+++ Input records +++
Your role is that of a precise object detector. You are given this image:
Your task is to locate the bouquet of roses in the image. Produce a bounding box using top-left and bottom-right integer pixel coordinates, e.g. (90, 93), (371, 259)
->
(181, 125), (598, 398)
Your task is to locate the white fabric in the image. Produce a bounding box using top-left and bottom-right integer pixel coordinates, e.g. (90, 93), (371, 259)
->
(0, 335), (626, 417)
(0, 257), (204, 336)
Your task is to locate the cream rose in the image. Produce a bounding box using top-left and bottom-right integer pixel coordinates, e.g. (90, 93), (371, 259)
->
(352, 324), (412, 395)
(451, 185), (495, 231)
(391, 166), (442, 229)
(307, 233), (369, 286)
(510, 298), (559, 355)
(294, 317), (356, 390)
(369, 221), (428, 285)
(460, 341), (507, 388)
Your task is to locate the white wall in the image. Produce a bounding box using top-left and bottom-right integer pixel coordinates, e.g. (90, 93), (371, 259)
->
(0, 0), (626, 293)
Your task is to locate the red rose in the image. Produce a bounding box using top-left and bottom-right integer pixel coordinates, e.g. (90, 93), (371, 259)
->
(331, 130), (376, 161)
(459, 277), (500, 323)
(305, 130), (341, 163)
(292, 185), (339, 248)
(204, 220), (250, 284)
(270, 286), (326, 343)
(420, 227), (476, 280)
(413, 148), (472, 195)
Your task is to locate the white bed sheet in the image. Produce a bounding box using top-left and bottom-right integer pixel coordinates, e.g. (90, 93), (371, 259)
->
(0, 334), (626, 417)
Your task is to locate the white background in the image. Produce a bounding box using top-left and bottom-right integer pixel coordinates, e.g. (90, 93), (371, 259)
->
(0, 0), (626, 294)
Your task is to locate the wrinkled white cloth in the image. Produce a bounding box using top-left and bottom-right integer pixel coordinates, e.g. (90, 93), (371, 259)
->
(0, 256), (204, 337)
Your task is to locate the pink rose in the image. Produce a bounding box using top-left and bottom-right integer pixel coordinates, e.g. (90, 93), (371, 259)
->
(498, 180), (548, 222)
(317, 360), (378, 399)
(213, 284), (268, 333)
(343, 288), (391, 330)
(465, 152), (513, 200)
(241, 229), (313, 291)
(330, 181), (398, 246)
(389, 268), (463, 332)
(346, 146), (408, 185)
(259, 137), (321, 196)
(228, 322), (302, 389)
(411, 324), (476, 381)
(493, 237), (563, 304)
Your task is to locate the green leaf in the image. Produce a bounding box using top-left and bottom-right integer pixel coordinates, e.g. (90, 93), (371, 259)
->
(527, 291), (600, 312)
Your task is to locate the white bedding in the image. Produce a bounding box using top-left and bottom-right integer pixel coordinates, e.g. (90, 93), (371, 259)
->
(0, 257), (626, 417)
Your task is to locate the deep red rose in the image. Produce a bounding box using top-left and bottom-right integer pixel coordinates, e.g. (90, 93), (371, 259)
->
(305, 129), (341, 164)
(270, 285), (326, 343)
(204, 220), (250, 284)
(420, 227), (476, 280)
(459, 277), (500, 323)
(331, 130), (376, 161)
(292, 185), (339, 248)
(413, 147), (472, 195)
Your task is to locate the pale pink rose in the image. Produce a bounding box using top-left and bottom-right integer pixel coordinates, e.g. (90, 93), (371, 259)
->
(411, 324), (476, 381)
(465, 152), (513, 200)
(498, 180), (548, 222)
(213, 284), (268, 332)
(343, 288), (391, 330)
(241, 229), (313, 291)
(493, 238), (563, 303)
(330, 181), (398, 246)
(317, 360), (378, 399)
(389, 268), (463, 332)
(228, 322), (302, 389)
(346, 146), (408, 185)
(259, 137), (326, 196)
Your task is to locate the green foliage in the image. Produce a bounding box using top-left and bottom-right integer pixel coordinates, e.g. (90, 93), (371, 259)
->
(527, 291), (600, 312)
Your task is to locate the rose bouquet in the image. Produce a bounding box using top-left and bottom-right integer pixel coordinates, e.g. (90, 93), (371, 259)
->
+++
■ **Instruction**
Arrange every line of the data above as a numbered list, leaving out any blank lines.

■ **Exercise result**
1. Your role is that of a precise object detector. You are given this image:
2. Your task is to locate the bouquet of roses in the image. Produce a bounding box using top-left and bottom-right integer pixel coordinates, e.g. (90, 93), (371, 259)
3. ->
4. (181, 125), (598, 398)
5. Your task is to locate the white fabric in the image. Produce a bounding box using top-left and bottom-right integer pixel coordinates, e.g. (90, 93), (371, 259)
6. ->
7. (0, 335), (626, 417)
8. (0, 257), (204, 336)
9. Your task is to locate the cream rose in the image. Produce a bounding box using top-left and bottom-right integer pixel coordinates, e.g. (90, 93), (371, 259)
10. ->
11. (352, 324), (412, 395)
12. (451, 185), (495, 231)
13. (391, 166), (442, 229)
14. (307, 233), (369, 286)
15. (510, 298), (559, 355)
16. (294, 317), (356, 390)
17. (369, 221), (428, 285)
18. (460, 341), (507, 388)
19. Your task is to locate the white wall in the image. Produce a bounding box using top-left and bottom-right integer pixel coordinates, e.g. (90, 93), (371, 259)
20. ->
21. (0, 0), (626, 293)
22. Your task is to locate the red rose in the image. Produce a bounding box using top-left and bottom-right integer pixel coordinates, e.g. (90, 93), (371, 259)
23. ->
24. (331, 130), (376, 161)
25. (459, 277), (500, 323)
26. (305, 130), (341, 163)
27. (292, 185), (339, 248)
28. (204, 220), (250, 284)
29. (270, 286), (326, 343)
30. (420, 227), (476, 280)
31. (413, 148), (472, 195)
32. Your task is to locate the white bed sheet in the image. Produce a bounding box using top-left and bottom-right integer pixel coordinates, e.g. (90, 93), (371, 259)
33. ->
34. (0, 334), (626, 417)
35. Your task is to locate the white background in the image. Produce a bounding box using top-left and bottom-right integer pixel coordinates, e.g. (90, 93), (371, 259)
36. ->
37. (0, 0), (626, 294)
38. Your task is to locate the wrinkled white cloth in the image. Produce a bounding box using top-left and bottom-right integer pixel coordinates, e.g. (90, 93), (371, 259)
39. ->
40. (0, 256), (204, 337)
41. Your task is to locate the pink rose in the image. Produce a bounding box using top-left and bottom-right integer pixel coordinates, e.g. (90, 93), (371, 259)
42. ->
43. (498, 180), (548, 222)
44. (317, 360), (378, 399)
45. (213, 284), (268, 333)
46. (343, 288), (391, 330)
47. (465, 152), (513, 200)
48. (241, 229), (313, 291)
49. (330, 181), (398, 246)
50. (389, 268), (463, 332)
51. (346, 146), (408, 185)
52. (259, 137), (321, 196)
53. (228, 322), (302, 389)
54. (411, 324), (476, 381)
55. (493, 237), (563, 304)
56. Your task is to locate the green leaf in the image. Produce a bounding box using top-left and bottom-right integer pixel coordinates, e.g. (90, 93), (371, 259)
57. ->
58. (527, 291), (600, 312)
59. Your task is to locate the white bedding in the image. Produce a bounding box using top-left and bottom-right integer pixel coordinates, e.g. (90, 93), (371, 259)
60. ->
61. (0, 257), (626, 417)
62. Your task is to locate the deep red rose in the image. Produce a bounding box using top-left and bottom-right integer pixel coordinates, e.g. (90, 93), (371, 259)
63. ->
64. (305, 129), (341, 164)
65. (270, 285), (326, 343)
66. (204, 220), (250, 284)
67. (420, 227), (476, 280)
68. (459, 277), (500, 323)
69. (331, 130), (376, 161)
70. (292, 185), (339, 248)
71. (413, 147), (472, 195)
72. Your task is to locate the pale pink rose in the image. Produce a bounding box using top-left and bottom-right integer pixel coordinates, e.g. (90, 93), (371, 259)
73. ->
74. (411, 324), (476, 381)
75. (465, 152), (513, 200)
76. (498, 180), (548, 222)
77. (213, 284), (268, 332)
78. (343, 288), (391, 330)
79. (241, 229), (313, 291)
80. (493, 238), (563, 303)
81. (330, 181), (398, 246)
82. (317, 360), (378, 399)
83. (389, 268), (463, 332)
84. (228, 322), (302, 389)
85. (346, 146), (408, 185)
86. (259, 137), (326, 196)
87. Your task is to locate the green foliage in the image. Produce a bounding box using top-left and bottom-right integer pixel coordinates, e.g. (90, 93), (371, 259)
88. ->
89. (527, 291), (600, 312)
90. Your task is to locate the rose bouquet in the image. Produce a bounding box using top-left and bottom-right integer pixel coordinates, e.g. (90, 93), (371, 259)
91. ->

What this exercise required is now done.